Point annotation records
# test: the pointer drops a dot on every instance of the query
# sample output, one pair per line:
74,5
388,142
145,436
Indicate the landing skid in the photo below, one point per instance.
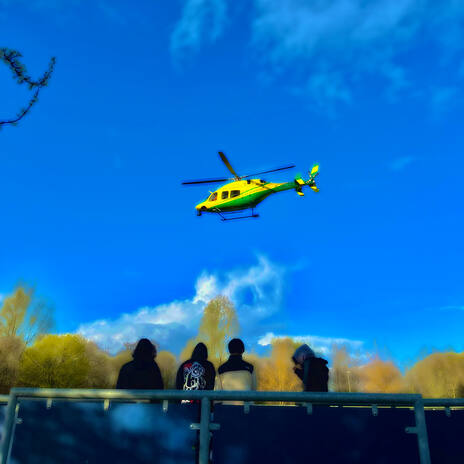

Set problem =>
Rename "landing skid" to "landing gear" throughout the rows above and write them out again with nothing else changed. Leave the pictures out.

Solved problem =>
# test: the pointer drops a dot on every instance of the query
# sample output, one pair per line:
74,5
388,142
145,436
Indicate the landing gear in the photo below, one point per instance.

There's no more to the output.